*WHAT YOU WILL DO:* Would you restate the entries below word for word, leaving out the images?

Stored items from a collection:
┌────────

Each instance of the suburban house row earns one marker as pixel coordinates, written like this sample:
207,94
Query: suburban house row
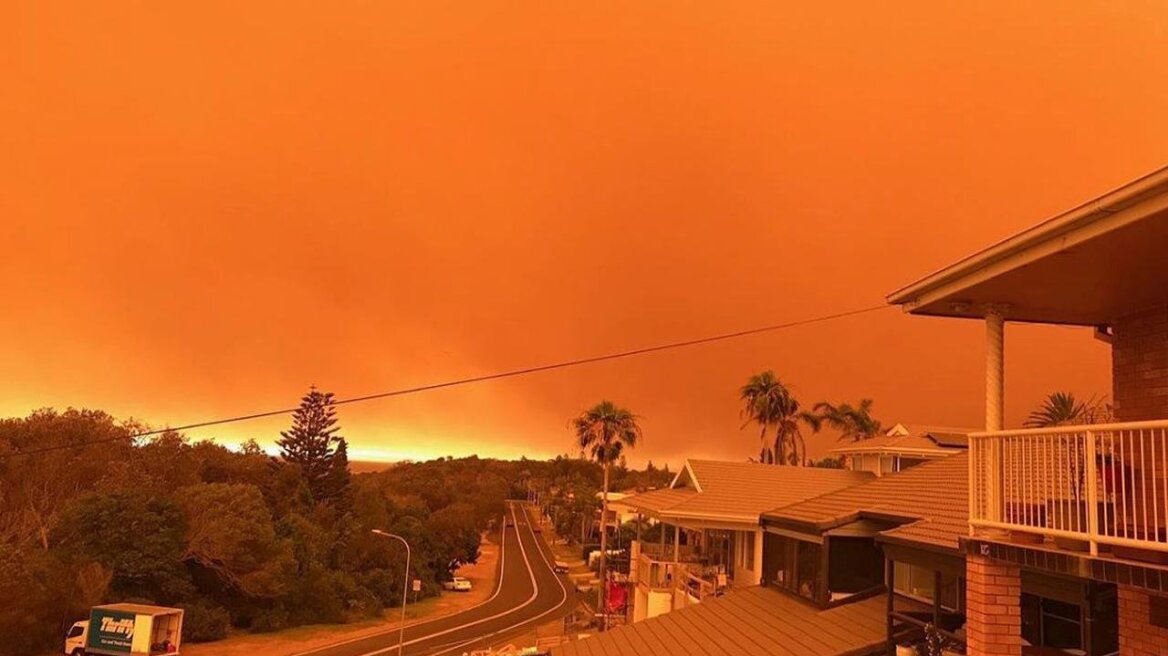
1002,542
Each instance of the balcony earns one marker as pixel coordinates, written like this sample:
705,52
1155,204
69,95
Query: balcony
1092,488
657,570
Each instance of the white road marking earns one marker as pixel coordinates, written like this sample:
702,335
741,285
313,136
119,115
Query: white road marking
499,588
535,594
563,598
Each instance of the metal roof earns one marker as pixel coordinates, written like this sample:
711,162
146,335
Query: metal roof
1086,266
746,621
739,492
932,500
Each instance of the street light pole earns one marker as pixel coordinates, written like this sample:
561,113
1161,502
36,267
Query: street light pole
405,587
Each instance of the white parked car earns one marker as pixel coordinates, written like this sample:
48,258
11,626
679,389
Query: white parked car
458,584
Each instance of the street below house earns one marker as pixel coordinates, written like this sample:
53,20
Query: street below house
529,593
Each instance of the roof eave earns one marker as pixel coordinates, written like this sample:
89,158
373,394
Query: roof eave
1083,222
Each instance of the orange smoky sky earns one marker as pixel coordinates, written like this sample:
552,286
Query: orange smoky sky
208,207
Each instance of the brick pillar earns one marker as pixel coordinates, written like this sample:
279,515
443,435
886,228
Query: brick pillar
1139,365
1137,634
994,611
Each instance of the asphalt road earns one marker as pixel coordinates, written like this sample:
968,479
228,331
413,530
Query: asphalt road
528,593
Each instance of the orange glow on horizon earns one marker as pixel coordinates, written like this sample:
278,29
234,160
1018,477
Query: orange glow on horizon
207,207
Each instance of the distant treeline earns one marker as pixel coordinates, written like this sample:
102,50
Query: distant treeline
240,538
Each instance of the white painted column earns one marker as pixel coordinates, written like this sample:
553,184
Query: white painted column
758,556
995,404
995,368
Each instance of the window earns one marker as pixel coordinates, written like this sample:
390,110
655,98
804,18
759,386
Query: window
793,565
917,581
748,550
903,462
1050,622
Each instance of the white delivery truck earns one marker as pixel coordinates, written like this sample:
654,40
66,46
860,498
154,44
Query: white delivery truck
126,629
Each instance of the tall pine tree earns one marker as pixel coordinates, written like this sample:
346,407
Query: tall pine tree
312,442
336,481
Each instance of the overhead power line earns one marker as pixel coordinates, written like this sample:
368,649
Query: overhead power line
470,381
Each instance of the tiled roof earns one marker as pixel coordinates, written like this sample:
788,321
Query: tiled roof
741,492
919,439
657,501
749,621
934,494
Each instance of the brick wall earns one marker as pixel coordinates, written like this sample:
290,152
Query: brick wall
993,608
1137,635
1139,363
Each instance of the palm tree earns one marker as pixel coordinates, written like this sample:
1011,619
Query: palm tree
854,423
604,432
770,404
1059,409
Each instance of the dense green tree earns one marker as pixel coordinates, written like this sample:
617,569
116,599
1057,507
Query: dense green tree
92,447
139,539
230,532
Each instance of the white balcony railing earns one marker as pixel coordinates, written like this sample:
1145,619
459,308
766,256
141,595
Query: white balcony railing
1090,486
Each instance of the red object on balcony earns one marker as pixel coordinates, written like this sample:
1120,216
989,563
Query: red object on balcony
617,595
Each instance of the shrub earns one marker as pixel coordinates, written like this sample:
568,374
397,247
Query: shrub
204,622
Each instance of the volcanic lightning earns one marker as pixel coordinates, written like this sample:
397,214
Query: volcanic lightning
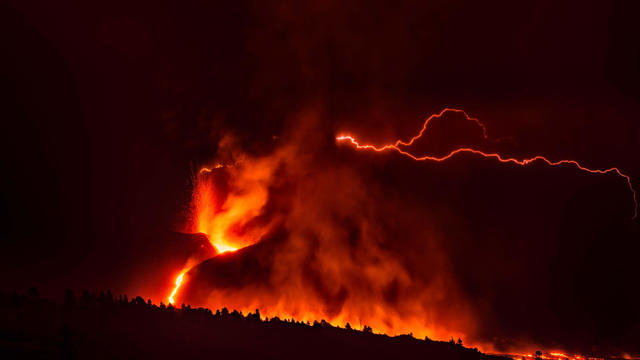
399,143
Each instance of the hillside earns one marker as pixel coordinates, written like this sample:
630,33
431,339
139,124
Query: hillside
104,327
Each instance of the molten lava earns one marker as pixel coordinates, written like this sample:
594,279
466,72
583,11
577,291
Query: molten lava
335,255
175,290
399,143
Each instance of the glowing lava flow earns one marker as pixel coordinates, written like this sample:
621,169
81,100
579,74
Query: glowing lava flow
175,290
500,158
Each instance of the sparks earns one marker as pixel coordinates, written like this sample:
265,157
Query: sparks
396,146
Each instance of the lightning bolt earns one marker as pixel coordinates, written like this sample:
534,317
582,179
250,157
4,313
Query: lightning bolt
397,147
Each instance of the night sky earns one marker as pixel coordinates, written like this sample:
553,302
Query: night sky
111,107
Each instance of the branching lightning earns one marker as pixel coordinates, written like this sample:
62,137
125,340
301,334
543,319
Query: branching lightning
398,144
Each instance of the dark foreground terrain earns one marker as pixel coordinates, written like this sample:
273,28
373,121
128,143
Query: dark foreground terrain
104,327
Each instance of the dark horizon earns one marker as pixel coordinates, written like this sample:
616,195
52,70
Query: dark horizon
112,108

└────────

*SOLUTION TO THE EXERCISE:*
Each instance of the suburban house row earns one marker as pixel coordinates, written like this sample:
207,94
Query: suburban house row
1002,542
Each instance of the balcony earns one marker as pixel coordinates, written like this sample:
705,52
1155,204
69,95
Query: balcony
1092,488
657,570
Each instance of the white road marking earns one marker as pixel coordinates, written like this sample:
702,335
741,285
313,136
119,115
Query: white road marking
499,588
535,594
563,598
Each instance of the metal roof earns one marker as pixel coordinates, written like this sample:
711,162
146,335
Query: metal roof
1086,266
746,621
739,492
932,500
Each instance of the street light pole earns one marker as pixel coordinates, written like this sample:
561,113
1161,502
36,267
Query: street light pole
405,587
Each instance of the white parked car earns one marker as pixel coordinates, written like this sample:
48,258
11,626
679,389
Query: white parked car
458,584
Each instance of the street below house earns one marker as pixel coordinates, written like this sample:
53,20
Query: street below house
529,593
Each instance of the roof eave earns one marker as pixel coordinates, written like this sample:
89,158
373,394
Query: roof eave
1083,222
Each instance of the orange smoky sky earns one marker as pixel coordinates, written like this sample:
552,286
Query: orange smoky sky
208,207
Each instance of the brick pillar earns one marker as pixel coordinates, written like this sample:
279,515
443,435
886,228
Query: brick pillar
1139,365
1137,634
994,611
Each instance of the asphalt road earns one marker as pixel coordinates, written like this sample:
968,479
228,331
413,530
Query: asphalt road
528,593
Each instance of the orange glow on horizon earns one marker as pixel coordinates, written like this sample:
278,29
234,160
1018,477
Query: orange glow on horizon
207,207
Each instance of the distant treeline earns one marker as pixel coordinates, written like this sample:
102,50
Query: distant treeline
240,538
Each instance of the white painted column earns one marker as pixel coordinates, written like this sample:
553,184
Query: white painted column
758,556
995,404
995,368
Each instance of the window earns one marker as pixel coordinates, written like this sample:
390,110
655,98
804,18
759,386
Query: window
793,565
917,581
748,550
903,462
1050,622
Each instance of the white delivery truck earns one marker as pixel coordinates, written like this sample:
654,40
66,46
860,498
154,44
Query: white delivery truck
126,629
Each instance of the tall pine tree earns one marker as pixel coordinates, written like this sample:
346,407
Query: tall pine tree
312,442
336,481
Each instance of the overhead power line earns one marker as pixel coordinates, written like this sample:
368,649
Query: overhead power line
470,381
Each instance of the tiled roof earns one marker as pixel coordinates, written like this sample:
788,321
Query: tiled roof
741,492
919,439
657,501
749,621
934,494
Each instance of the brick wall earns one marker as pixel coordinates, written like this sample:
290,152
Query: brick wall
993,608
1137,635
1139,363
Each instance of the palm tree earns one marker as pixel coordinates, written like this sample:
1011,619
Query: palm tree
854,423
604,432
770,404
1059,409
Each instance of the dense green tree earns one marker as pixel coordinates, written like this sample:
617,569
116,599
1057,507
Query: dense green tree
92,447
139,539
230,532
Each instance of the white balcony railing earns one marker as pixel coordinates, written like this sample:
1145,619
459,308
766,256
141,595
Query: white balcony railing
1090,486
Each instance of the red object on balcony earns one marker as pixel coordinates, written like this sample:
1120,216
989,563
Query: red object on balcony
617,595
Each instance of the shrub earns one marker as pixel coordinates, written like this sample:
568,374
397,247
Query: shrub
204,622
Each instance of the volcanic lightning earns one marker as pixel coordinates, written like this sample:
397,214
Query: volcanic lightning
399,143
Each instance of the hillside earns one marker as pixel coordinates, written like this sample:
630,33
431,339
139,124
Query: hillside
104,327
Each instance of the molten lava earns one marker as pixel coordinates, written like this sample:
594,279
466,72
583,11
577,291
Query: molten lava
335,255
175,290
399,143
Each instance of the glowing lava flow earns one marker as pixel coordinates, written like this sample:
621,169
81,100
579,74
Query: glowing lava flow
175,290
500,158
Each instance of the sparks earns one marker as pixel coordinates, written like this sample:
265,157
Query: sparks
396,146
Each instance of the lightning bolt earns one marker as pixel coordinates, written like this sample:
534,317
582,179
250,157
4,313
Query: lightning bolt
397,147
Each instance of the night sky earns one marker as pixel coordinates, written like this sample:
553,302
Query: night sky
111,107
Each instance of the branching lightning earns one marker as pixel coordinates, written like this sample:
62,137
125,340
301,334
543,319
Query: branching lightning
398,144
Each instance of the dark foreground terrain earns one marker as pixel coordinates, written like this sample:
273,28
373,121
128,143
Query: dark foreground terrain
104,327
Each instance of the dark horizon earns one marker as pixel coordinates, written like this sample:
616,195
52,70
Query: dark horizon
112,108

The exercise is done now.